Aim of the task:
Please reproduce all entries word for word, leaving every image behind.

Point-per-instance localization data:

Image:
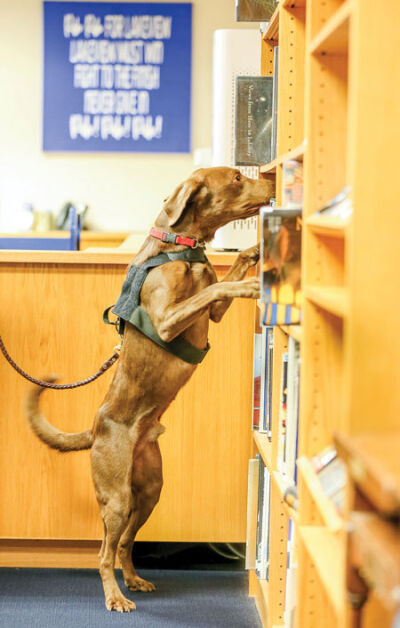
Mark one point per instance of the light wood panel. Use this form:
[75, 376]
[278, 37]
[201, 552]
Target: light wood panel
[374, 390]
[51, 321]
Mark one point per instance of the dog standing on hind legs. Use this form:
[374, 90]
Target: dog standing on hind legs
[177, 294]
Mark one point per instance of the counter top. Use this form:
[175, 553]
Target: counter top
[106, 256]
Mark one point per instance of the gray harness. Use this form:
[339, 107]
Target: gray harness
[128, 307]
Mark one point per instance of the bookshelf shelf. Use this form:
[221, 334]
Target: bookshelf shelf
[326, 508]
[293, 330]
[333, 38]
[269, 168]
[328, 226]
[259, 590]
[271, 35]
[333, 299]
[264, 447]
[283, 484]
[326, 552]
[374, 462]
[293, 4]
[295, 153]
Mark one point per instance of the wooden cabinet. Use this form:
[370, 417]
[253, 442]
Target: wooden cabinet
[51, 322]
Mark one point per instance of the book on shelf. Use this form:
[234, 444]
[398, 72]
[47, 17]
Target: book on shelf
[274, 131]
[267, 344]
[292, 183]
[254, 10]
[340, 206]
[262, 546]
[280, 266]
[291, 577]
[282, 416]
[292, 420]
[331, 472]
[257, 361]
[252, 509]
[253, 120]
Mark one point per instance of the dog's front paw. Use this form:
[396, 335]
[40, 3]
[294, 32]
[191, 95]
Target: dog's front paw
[139, 584]
[120, 603]
[252, 255]
[250, 288]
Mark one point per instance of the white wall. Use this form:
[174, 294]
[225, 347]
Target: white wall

Exercise output:
Image:
Mark one point per instance of the light wood panel. Use this form:
[75, 376]
[278, 37]
[201, 552]
Target: light wood panel
[374, 390]
[51, 321]
Mark one point per instance of the dog standing on hind legs. Use this form:
[374, 90]
Target: dog standing on hind legs
[177, 294]
Mark one point per instance of the counter top. Use this form:
[175, 553]
Target: counter top
[106, 256]
Mark one point per instance of the gray harness. Use this form:
[339, 107]
Target: gray harness
[128, 307]
Mark one point per instance of the bookshelf shelf. Use this form:
[221, 334]
Target: bookshelf shelf
[326, 508]
[293, 330]
[333, 38]
[269, 168]
[328, 226]
[259, 590]
[271, 35]
[333, 299]
[264, 447]
[283, 484]
[326, 552]
[374, 462]
[293, 4]
[295, 153]
Mark one point per instance of the wooden cabinet. Use this form:
[370, 417]
[253, 442]
Target: wooden cabinet
[51, 322]
Mark one point per instance of the book on shelf. Use this form:
[234, 444]
[398, 72]
[47, 17]
Target: book on shelf
[274, 131]
[267, 344]
[292, 183]
[254, 10]
[340, 206]
[262, 546]
[280, 266]
[291, 577]
[282, 416]
[292, 420]
[331, 472]
[257, 361]
[252, 509]
[253, 120]
Mark one point per instance of the dog's front paw. Use this form:
[396, 335]
[40, 3]
[294, 32]
[191, 95]
Target: dog's front paw
[139, 584]
[120, 603]
[252, 255]
[250, 288]
Mark one point per instance of the white wall. Use this form:
[174, 294]
[225, 347]
Target: white wall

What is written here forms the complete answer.